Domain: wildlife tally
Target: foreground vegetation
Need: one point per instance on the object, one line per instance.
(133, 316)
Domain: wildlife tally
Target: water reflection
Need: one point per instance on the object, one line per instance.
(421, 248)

--

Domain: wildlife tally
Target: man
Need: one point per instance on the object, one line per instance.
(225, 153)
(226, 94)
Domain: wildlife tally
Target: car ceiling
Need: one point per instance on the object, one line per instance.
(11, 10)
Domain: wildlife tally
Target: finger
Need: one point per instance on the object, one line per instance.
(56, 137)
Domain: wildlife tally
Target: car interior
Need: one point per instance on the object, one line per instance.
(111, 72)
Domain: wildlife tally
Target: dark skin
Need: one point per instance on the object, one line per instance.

Problem to solve ▸ Copy out each line from the preceding entries that mentions the word "Target".

Expected answer ▸
Target: foreground vegetation
Target: water reflection
Target: man
Target: car ceiling
Target: finger
Target: car interior
Target: dark skin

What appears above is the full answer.